◆ **Stated problem**
Render every line of the items below as a JSON array of strings, one string per line, skipping blank lines.

◆ **Recorded data**

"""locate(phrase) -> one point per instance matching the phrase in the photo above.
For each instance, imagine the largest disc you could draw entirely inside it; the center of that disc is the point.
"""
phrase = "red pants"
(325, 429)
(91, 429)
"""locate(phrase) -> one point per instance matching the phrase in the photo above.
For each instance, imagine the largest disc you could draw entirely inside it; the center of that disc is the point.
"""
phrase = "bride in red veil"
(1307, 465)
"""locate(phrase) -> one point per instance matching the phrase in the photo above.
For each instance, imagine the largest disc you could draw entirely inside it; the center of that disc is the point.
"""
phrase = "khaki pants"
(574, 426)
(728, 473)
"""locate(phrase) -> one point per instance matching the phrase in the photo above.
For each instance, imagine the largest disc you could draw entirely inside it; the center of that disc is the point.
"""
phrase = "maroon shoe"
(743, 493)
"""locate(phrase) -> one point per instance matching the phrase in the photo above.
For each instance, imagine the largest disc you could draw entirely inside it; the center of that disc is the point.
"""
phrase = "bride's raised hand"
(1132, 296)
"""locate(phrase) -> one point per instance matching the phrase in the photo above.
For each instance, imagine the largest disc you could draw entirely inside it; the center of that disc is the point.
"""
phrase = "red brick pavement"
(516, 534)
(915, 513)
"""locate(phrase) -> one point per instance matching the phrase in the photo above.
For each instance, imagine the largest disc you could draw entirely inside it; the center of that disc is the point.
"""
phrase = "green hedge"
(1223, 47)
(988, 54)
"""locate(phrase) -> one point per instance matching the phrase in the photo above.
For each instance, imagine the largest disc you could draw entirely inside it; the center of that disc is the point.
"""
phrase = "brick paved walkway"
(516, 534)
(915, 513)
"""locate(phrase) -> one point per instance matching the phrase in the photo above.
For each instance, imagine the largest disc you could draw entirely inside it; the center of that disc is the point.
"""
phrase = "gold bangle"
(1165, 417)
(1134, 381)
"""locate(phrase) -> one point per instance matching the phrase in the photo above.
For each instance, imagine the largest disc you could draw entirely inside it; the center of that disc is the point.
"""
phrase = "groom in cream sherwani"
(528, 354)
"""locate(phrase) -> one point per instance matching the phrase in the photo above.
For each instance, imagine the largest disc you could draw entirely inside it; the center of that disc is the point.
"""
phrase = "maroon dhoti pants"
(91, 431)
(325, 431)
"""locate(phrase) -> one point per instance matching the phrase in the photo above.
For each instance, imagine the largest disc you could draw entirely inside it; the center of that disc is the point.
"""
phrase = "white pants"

◆ **Written answer**
[
  "\"\"\"locate(phrase) -> one point per instance matching the phrase in the photo above.",
  "For each instance, imagine the largest disc you could draw entirely inside it; the center of that disc is the point.",
  "\"\"\"",
  "phrase = \"red pants\"",
  "(325, 429)",
  "(91, 429)",
  "\"\"\"locate(phrase) -> one point per instance matching the phrase in the photo above.",
  "For each instance, imagine the largest disc you could draw entirely inside it; the center of that disc is the point.",
  "\"\"\"",
  "phrase = \"bride in red veil\"",
  "(1307, 465)",
  "\"\"\"locate(phrase) -> one point per instance matching the phrase in the photo above.",
  "For each instance, imagine the largest disc you could draw entirely inside it; the center of that disc is the point.",
  "\"\"\"",
  "phrase = \"khaki pants\"",
  "(574, 426)",
  "(728, 473)",
  "\"\"\"locate(phrase) -> one point per instance matching the phrase in the photo above.",
  "For each instance, imagine the largest disc you could draw entirely inside it; the center of that disc is the point.",
  "\"\"\"",
  "phrase = \"maroon shoe\"",
  "(743, 493)",
  "\"\"\"locate(phrase) -> one point per instance matching the phrase in the photo above.",
  "For each instance, imagine the largest disc you could draw entirely inside it; the center of that disc is the point.",
  "\"\"\"",
  "phrase = \"bride's raised hand\"",
  "(1132, 296)",
  "\"\"\"locate(phrase) -> one point per instance matching the phrase in the photo above.",
  "For each instance, imagine the largest disc you could draw entirely inside it; the center of that disc is the point.",
  "\"\"\"",
  "phrase = \"red brick pavement\"",
  "(516, 534)",
  "(915, 513)",
  "\"\"\"locate(phrase) -> one point per instance matching the phrase in the photo above.",
  "For each instance, imagine the largest disc you could draw entirely inside it; the center of that disc is the point.",
  "\"\"\"",
  "phrase = \"green hedge\"",
  "(1223, 47)",
  "(988, 54)",
  "\"\"\"locate(phrase) -> one point per instance matching the phrase in the photo above.",
  "For each instance, imagine the largest disc you could draw entirely inside it; the center of that disc is the point.",
  "\"\"\"",
  "phrase = \"brick paved walkway\"",
  "(516, 534)",
  "(915, 513)",
  "\"\"\"locate(phrase) -> one point per instance matching the phrase in the photo above.",
  "For each instance, imagine the largest disc you could draw entirely inside it; the center of that disc is the point.",
  "\"\"\"",
  "phrase = \"gold bangle\"",
  "(1165, 417)",
  "(1134, 381)",
  "\"\"\"locate(phrase) -> one point per instance matching the phrase in the photo above.",
  "For each instance, imagine the largest disc you could draw entirely inside it; the center of that disc is the point.",
  "\"\"\"",
  "phrase = \"groom in cream sherwani\"",
  "(528, 354)",
  "\"\"\"locate(phrase) -> one point per instance matching the phrase in the photo above.",
  "For each instance, imagine the largest disc you could draw entirely inside it; the center of that disc is the point.",
  "\"\"\"",
  "phrase = \"maroon dhoti pants\"",
  "(91, 431)",
  "(325, 431)",
  "\"\"\"locate(phrase) -> one point per instance matching the phrase in the photo above.",
  "For each instance, imagine the largest disc you could draw entirely inside it; the center of that disc is the point.",
  "\"\"\"",
  "phrase = \"white pants\""
]